Text provided:
[Start of Attachment]

Sunday, July 08, 2012

Ear, ear


When we were growing up, our family GP, Dr King always told us that the only thing we should insert into our ears was our elbow. When you’re an impressionable six year old, this kind of instruction can only result in strained necks and elbows. It didn’t take long for my brother and sister and me to discover that it’s actually impossible to try to manouever your own elbow into your ear, which is how we ended up pinning poor Jack down on the floor as we tried to insert our elbows into his ear.
            When our mother came running into Jack’s bedroom to find out why he was screaming so lustily, she gave us all a good slap on the head and then went downstairs to the phone to call Dr King to yell at him.
            “Don’t you know by now how literal my children are?” she told him, reminding him of the time he’d told Michelle, after she came to him complaining of stomach cramps, that she shouldn’t swallow her chewing gum in case a rubber tree started growing out of her head, a concept so utterly fascinating to my sister that she went straight home and ate and swallowed an entire packet of Wrigley’s.
            “I’m just trying to stop them from using cotton buds to clean their ears, Mrs Hahn!” poor Dr King tried to explain.
            Mother told him firmly that we had no cotton buds in the house and that our Nanny was quite capable of scooping out the debris in our ears with her trusty little metal ear scoop. Dr King was so horrified that, years later, when we visited him in a retirement village, he said he’d seriously considered calling the police.
            “Imagine what would have happened if she’d accidentally punctured your ear-drums!” he said, his voice shaking.
            All this came back to me recently when my flatmate Saffy came home with her head on one side, occasionally shaking it vigorously like a lop-sided dog.
            Amanda looked at me and then back at Saffy.
            “OK,” she sighed. “I’ll ask. What’s the matter?”
            “I went swimming today and now my ears are blocked. I can’t hear a thing!” Saffy shouted.
            “Have you tried using a cotton bud?” Amanda asked.
            “My doctor says that the only thing I should ever put into my ear is my elbow!”
            I dropped my magazine onto my lap and stared. “Oh my God, that’s what Dr King always used to tell us!”
            Amanda frowned. “So how are you meant to clean your ears?”
            “The ears clean themselves because the stuff will just naturally fall out,” I said and then repeated myself louder for Saffy’s benefit who complained that she hadn’t heard a word.
            Amanda later told Sharyn that she’d never heard of anything more disgusting in her life. “Imagine, those two have been walking around the flat all this time and dropping the crap from their ears onto the floor and I’ve been walking on it!”
            Sharyn looked perplexed. “Your ears got so much crap, meh?”
            “Well, the water from the pool has to be blocked with something!” Amanda demanded. “Otherwise, it should just flow out, right?”

[End of Attachment]

Record extracts:

[Start of Attachment]

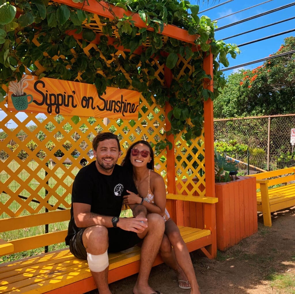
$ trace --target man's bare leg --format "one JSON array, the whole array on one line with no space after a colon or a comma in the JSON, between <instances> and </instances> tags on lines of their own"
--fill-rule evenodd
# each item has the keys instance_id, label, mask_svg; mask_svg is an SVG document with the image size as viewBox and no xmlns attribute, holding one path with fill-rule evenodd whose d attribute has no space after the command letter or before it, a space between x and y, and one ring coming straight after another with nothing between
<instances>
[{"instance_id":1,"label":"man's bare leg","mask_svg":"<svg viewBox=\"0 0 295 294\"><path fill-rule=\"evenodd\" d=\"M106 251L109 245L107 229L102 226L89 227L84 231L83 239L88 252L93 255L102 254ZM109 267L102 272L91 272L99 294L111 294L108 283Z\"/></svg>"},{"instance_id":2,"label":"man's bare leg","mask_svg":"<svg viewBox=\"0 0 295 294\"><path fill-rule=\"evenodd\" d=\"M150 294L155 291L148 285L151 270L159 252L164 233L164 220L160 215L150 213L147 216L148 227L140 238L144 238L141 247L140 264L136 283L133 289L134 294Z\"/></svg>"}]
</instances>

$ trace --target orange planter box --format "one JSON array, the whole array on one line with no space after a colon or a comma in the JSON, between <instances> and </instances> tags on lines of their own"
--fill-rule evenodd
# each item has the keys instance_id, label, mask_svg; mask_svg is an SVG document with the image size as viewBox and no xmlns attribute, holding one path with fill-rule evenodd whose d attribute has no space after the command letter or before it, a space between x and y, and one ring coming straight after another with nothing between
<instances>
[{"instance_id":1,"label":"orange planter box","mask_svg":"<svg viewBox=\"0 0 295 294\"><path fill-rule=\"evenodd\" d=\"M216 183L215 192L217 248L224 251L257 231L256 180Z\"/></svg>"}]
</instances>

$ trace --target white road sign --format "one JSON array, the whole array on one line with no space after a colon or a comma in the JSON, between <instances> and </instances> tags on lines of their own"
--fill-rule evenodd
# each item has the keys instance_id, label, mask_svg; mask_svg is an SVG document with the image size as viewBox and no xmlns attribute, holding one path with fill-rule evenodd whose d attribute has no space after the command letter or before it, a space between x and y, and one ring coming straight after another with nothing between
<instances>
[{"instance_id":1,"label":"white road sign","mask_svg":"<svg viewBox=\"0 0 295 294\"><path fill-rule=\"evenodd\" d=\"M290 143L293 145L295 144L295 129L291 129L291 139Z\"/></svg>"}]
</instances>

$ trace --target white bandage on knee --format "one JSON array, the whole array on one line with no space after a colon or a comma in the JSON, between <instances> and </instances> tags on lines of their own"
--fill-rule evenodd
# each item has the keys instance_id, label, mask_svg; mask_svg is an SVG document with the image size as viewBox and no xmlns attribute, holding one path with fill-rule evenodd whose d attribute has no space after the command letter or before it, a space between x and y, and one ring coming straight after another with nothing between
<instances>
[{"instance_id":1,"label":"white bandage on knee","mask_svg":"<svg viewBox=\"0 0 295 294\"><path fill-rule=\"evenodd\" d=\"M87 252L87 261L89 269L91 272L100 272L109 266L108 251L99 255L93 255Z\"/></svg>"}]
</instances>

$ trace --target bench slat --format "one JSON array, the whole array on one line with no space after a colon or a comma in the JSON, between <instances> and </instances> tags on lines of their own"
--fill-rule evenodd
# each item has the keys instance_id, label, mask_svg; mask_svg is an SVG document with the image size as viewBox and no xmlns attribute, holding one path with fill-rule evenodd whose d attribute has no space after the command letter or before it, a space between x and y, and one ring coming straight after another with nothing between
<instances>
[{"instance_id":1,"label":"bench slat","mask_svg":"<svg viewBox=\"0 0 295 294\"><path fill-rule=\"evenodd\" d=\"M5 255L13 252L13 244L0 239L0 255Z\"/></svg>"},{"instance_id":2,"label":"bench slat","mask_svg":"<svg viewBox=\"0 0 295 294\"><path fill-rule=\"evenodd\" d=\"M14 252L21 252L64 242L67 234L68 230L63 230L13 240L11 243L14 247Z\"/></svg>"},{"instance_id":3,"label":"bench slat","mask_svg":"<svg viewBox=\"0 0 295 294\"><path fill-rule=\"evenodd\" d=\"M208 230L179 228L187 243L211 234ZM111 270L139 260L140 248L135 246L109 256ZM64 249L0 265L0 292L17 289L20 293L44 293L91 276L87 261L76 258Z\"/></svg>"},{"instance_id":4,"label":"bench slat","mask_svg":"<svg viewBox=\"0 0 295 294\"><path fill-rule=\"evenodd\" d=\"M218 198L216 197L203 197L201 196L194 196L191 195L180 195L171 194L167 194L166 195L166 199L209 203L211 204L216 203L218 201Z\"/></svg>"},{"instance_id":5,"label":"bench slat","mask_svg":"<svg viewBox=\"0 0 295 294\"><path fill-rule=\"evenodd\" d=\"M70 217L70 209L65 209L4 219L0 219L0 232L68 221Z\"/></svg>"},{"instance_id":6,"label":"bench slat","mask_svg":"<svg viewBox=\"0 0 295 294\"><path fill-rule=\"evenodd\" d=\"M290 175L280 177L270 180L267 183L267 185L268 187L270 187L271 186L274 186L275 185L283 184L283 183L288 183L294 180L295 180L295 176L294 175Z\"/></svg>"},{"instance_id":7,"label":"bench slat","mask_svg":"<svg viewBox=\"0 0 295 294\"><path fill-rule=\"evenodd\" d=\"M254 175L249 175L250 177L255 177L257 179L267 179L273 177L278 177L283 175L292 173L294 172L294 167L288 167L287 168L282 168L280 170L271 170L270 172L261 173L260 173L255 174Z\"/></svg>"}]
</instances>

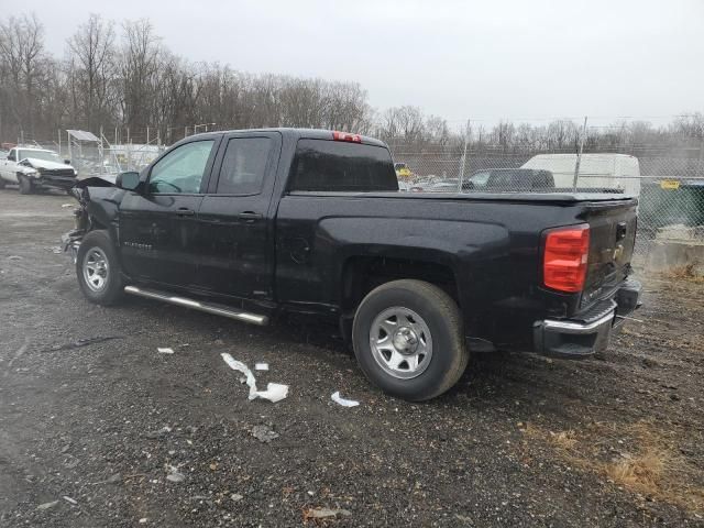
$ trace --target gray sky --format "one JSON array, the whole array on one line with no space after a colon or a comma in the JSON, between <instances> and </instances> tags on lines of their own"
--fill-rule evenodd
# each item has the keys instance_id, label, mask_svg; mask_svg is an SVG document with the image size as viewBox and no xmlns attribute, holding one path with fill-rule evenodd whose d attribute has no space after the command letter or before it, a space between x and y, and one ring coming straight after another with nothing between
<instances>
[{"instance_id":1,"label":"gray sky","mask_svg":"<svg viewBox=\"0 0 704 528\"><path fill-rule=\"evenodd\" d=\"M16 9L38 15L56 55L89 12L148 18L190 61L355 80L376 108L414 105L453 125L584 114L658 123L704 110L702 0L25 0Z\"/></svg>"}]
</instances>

[End of Attachment]

Tasks to carry out:
A) Please copy the ear-cleaning story from "Mother told him" up to and including "calling the police.".
B) In the ear-cleaning story, what did Dr King tell Michelle might happen if she swallowed her chewing gum?
The entries above have no connection to the ear-cleaning story.

Outputs in order:
A)
Mother told him firmly that we had no cotton buds in the house and that our Nanny was quite capable of scooping out the debris in our ears with her trusty little metal ear scoop. Dr King was so horrified that, years later, when we visited him in a retirement village, he said he’d seriously considered calling the police.

B) A rubber tree might start growing out of her head.